| Image-grounded pointing data |
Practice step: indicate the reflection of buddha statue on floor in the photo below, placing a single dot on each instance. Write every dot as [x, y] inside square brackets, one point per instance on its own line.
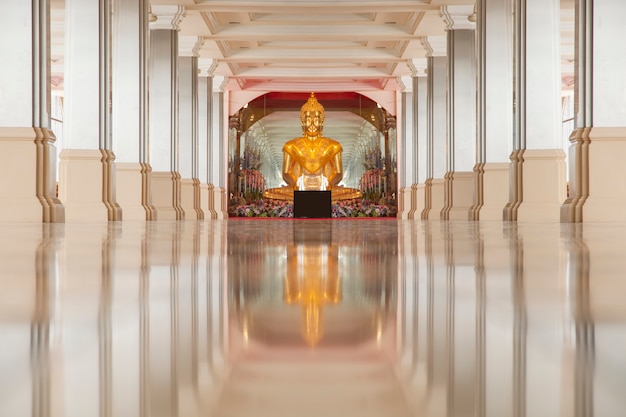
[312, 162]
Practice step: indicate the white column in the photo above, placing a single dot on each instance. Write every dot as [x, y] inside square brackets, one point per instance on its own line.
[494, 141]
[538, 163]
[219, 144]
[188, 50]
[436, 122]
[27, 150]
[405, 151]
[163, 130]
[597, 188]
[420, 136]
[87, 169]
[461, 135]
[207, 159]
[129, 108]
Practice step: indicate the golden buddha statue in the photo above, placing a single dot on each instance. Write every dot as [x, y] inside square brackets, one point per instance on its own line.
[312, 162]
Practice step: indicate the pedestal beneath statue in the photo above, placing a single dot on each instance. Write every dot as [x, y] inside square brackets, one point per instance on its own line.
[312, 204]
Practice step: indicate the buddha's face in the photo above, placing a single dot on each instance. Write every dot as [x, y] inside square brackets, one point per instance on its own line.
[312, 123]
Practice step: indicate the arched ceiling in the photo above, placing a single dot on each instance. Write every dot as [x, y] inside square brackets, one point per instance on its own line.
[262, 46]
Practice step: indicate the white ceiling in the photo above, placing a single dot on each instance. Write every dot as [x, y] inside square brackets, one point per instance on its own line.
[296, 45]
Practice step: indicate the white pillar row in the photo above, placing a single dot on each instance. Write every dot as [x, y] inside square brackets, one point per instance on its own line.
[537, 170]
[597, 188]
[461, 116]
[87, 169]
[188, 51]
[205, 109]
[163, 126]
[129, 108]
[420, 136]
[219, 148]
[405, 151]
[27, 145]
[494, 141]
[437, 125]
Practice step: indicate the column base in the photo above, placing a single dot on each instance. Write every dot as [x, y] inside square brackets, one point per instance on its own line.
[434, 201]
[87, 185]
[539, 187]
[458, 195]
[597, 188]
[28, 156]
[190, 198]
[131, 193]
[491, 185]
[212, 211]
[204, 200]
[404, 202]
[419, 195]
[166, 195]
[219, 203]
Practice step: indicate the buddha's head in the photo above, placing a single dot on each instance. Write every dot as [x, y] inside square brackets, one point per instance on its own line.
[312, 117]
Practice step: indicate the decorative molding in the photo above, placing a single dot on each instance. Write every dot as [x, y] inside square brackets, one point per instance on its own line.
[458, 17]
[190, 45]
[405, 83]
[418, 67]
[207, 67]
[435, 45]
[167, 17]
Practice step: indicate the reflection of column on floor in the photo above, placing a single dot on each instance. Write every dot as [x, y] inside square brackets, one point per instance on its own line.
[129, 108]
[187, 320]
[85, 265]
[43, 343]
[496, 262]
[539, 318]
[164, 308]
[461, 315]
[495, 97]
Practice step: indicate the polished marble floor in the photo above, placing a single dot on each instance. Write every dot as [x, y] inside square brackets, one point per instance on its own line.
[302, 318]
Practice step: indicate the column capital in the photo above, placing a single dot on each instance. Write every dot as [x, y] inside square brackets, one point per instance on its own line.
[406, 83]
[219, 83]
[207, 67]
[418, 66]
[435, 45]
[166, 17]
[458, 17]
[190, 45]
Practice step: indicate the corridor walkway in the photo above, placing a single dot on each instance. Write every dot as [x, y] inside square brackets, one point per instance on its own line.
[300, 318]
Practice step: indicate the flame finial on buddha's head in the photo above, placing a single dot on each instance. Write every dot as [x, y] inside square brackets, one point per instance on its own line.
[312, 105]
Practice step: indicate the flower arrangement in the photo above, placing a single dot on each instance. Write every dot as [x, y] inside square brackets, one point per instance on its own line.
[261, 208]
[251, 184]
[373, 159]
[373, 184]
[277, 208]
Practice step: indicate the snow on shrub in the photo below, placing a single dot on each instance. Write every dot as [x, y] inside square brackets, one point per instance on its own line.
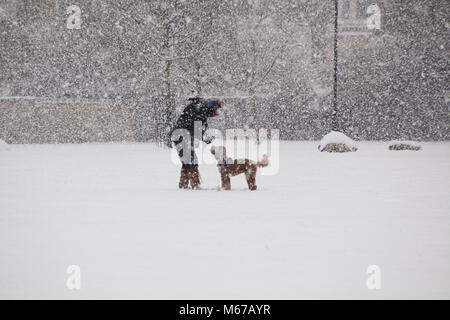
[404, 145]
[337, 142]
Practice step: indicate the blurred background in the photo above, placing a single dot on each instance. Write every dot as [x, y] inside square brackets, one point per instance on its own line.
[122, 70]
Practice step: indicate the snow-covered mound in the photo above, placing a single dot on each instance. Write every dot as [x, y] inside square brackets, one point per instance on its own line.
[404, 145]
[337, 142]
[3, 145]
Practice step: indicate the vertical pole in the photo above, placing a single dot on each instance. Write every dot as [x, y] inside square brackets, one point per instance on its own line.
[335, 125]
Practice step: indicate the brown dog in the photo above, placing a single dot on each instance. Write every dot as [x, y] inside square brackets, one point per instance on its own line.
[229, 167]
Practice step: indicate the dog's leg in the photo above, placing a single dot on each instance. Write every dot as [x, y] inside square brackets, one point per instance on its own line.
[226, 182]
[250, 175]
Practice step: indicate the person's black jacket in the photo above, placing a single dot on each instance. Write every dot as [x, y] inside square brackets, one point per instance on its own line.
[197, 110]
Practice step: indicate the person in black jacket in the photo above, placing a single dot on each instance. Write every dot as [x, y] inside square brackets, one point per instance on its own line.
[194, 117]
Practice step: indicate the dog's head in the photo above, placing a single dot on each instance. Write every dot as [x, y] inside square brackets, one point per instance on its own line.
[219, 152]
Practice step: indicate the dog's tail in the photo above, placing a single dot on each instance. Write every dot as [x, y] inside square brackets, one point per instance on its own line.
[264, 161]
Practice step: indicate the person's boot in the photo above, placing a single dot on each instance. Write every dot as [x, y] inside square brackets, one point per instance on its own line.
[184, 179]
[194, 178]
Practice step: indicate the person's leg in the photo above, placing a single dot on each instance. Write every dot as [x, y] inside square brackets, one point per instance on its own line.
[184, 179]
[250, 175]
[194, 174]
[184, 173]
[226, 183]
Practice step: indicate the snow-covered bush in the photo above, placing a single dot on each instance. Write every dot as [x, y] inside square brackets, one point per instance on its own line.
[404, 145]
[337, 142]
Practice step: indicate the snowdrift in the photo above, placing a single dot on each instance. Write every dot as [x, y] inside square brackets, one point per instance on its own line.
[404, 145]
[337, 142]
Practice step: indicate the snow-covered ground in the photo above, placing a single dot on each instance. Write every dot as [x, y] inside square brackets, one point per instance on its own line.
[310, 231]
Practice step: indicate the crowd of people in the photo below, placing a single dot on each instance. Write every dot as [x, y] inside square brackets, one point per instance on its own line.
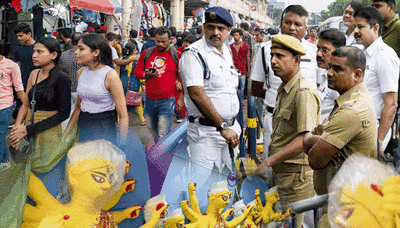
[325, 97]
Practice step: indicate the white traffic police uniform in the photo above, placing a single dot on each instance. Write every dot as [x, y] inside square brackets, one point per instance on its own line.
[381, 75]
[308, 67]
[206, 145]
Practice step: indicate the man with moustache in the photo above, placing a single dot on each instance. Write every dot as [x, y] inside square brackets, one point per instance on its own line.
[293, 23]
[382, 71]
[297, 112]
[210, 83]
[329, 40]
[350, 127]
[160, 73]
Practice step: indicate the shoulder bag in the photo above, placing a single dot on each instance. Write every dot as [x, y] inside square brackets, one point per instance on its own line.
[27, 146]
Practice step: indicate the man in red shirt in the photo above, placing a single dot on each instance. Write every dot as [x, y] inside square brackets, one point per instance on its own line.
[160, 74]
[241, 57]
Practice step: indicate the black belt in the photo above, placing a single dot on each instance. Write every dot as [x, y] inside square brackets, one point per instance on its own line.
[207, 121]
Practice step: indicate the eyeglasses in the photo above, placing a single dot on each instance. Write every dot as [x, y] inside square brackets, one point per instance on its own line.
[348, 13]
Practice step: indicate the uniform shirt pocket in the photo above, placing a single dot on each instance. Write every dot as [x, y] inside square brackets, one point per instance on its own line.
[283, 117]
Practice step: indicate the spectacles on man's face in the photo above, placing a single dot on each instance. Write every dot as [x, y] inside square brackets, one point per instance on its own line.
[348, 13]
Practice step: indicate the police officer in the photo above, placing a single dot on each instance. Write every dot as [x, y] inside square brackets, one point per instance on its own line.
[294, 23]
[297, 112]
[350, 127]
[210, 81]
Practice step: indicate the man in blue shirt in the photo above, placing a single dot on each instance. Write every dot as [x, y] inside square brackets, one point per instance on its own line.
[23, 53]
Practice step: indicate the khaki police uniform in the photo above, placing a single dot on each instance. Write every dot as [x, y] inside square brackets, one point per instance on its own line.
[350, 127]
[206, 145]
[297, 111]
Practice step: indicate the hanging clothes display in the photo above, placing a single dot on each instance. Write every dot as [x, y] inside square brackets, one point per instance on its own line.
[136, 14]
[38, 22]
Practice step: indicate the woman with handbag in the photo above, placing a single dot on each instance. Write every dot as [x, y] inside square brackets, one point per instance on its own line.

--

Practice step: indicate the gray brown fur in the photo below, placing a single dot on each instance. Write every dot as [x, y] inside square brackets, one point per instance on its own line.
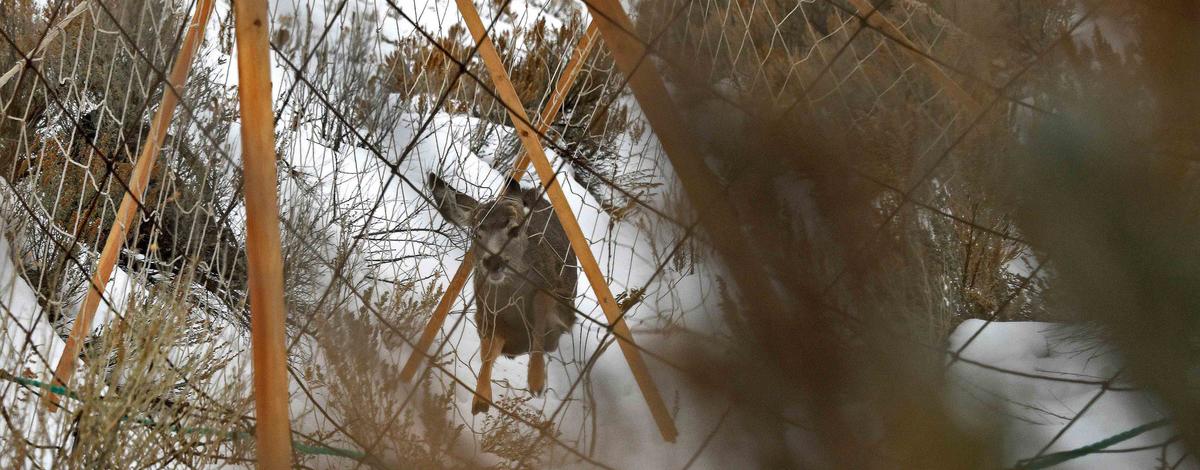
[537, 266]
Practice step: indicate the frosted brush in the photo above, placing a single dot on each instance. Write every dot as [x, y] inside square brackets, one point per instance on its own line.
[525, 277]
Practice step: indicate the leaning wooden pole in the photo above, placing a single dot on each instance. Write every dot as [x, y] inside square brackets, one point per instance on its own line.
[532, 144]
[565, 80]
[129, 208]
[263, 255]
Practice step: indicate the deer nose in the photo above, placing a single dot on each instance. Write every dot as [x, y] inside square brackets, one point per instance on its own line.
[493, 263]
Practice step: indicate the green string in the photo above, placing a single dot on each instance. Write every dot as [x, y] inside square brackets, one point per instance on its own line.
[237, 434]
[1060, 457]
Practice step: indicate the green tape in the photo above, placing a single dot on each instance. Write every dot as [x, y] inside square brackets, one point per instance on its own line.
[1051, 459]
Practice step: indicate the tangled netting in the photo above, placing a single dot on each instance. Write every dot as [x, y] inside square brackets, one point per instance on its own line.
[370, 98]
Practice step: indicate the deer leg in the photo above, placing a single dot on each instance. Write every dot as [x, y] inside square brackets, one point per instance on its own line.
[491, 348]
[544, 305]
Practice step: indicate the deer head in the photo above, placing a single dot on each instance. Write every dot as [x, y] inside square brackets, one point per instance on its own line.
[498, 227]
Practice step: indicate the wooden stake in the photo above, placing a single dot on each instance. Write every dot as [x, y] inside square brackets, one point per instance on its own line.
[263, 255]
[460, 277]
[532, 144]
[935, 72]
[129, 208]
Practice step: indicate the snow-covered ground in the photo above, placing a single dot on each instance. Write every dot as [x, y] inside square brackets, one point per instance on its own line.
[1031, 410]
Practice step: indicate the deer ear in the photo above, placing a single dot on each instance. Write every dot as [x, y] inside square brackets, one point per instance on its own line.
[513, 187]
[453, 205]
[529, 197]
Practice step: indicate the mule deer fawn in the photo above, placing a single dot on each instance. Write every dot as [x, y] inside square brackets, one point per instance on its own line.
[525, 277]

| What the task asks |
Write down, word for word, the lines above from the one containing "Practice step: indicate the man in blue" through the one containing "Practice step: indicate the woman", both ends included.

| Exercise output |
Practice step: indicate the man in blue shirt in the photo above, placing a single dot on each instance. Write every dot as [x, y] inside square brackets, one point per instance on its own line.
[23, 53]
Practice step: indicate the khaki police uniform in the photo above, placing a single dot on each instance. Write every dot as [x, y] inside square brackets, one point per instance on its own line.
[350, 127]
[206, 145]
[297, 111]
Practice step: indicate the hanging clothes display in the photo above, placing a single dot on each instance. Write every dot as [x, y] inside square brackets, one point per instance on its own line.
[136, 14]
[38, 22]
Practice step: indicate the woman with handbag in the photo above, placing a single dot on each instance. Write every dot as [x, y] inside square brackets, one point per instance on its own line.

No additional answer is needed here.